WHAT TO DO
Print the stretch of the records below that begins with the line containing "Where in the screenshot above does the air" and ends with the line containing "[201,100,216,137]", including both of those lines, with every line reproduced precisely as it appears.

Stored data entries
● ● ● ● ● ● ●
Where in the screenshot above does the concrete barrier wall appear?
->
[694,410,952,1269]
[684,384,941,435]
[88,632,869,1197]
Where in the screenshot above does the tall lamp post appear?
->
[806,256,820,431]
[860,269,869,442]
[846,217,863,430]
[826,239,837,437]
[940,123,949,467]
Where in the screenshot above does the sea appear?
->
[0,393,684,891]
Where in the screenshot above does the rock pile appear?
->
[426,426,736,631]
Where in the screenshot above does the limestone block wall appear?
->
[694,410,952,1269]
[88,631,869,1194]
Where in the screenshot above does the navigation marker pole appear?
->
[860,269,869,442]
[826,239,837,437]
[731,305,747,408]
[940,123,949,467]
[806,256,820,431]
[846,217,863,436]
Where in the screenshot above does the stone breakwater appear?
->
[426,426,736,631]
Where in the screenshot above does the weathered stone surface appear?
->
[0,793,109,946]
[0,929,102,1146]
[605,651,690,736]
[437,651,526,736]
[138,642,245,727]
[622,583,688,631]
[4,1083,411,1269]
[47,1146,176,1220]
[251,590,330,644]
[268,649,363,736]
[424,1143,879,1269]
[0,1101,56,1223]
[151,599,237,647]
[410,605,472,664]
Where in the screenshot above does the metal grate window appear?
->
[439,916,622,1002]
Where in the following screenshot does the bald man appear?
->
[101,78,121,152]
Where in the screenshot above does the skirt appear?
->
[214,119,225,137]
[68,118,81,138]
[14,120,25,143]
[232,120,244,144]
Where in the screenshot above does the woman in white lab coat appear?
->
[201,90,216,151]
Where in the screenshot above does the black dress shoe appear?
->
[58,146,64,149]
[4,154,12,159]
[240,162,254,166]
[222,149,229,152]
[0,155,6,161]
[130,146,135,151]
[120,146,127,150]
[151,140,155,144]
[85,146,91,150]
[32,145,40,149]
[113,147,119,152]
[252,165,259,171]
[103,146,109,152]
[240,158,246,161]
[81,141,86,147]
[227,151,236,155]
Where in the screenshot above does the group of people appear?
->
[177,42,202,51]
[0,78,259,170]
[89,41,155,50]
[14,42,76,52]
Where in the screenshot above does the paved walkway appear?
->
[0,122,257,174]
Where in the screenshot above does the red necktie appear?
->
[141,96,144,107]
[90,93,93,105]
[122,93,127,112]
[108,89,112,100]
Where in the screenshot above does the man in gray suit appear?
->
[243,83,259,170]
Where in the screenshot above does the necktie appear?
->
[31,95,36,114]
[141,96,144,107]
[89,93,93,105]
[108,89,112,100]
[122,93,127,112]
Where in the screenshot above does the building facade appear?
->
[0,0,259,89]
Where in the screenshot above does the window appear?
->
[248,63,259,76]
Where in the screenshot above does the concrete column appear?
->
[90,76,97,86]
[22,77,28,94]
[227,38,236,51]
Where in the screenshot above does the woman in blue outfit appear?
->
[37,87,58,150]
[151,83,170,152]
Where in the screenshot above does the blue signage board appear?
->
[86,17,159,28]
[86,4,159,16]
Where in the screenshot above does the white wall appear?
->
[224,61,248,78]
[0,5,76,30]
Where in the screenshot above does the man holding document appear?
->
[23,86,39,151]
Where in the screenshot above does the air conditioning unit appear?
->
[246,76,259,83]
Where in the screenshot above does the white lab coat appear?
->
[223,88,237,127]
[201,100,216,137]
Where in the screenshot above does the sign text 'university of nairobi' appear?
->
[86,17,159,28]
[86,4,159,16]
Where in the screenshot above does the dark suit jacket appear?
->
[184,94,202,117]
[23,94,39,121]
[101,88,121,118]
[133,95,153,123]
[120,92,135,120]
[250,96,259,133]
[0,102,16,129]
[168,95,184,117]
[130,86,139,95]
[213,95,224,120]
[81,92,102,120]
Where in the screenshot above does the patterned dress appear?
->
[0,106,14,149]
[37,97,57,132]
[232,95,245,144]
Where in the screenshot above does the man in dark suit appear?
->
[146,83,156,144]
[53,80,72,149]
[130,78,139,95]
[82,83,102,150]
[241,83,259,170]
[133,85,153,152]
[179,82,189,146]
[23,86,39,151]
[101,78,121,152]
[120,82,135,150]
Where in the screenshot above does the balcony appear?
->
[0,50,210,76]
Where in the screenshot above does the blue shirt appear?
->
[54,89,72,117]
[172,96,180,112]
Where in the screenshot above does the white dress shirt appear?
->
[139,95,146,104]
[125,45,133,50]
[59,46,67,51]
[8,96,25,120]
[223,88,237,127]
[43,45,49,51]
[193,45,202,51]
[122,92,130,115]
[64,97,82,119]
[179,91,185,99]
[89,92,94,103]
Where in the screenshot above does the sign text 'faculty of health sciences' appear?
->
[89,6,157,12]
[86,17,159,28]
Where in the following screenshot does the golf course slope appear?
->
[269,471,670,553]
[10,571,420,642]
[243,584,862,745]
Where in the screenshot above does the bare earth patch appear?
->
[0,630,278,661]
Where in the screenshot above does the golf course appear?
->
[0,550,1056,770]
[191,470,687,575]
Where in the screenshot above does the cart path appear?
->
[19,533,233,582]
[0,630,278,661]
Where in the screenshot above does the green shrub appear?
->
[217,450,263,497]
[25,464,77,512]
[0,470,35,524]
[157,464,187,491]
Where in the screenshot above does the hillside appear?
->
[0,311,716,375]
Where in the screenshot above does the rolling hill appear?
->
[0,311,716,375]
● ● ● ● ● ● ●
RESULT OF THE TASK
Where in the screenshot above does the air conditioning unit appear?
->
[246,76,259,83]
Where in the screenshot above does the white lab coat appear?
->
[223,88,237,127]
[201,100,216,137]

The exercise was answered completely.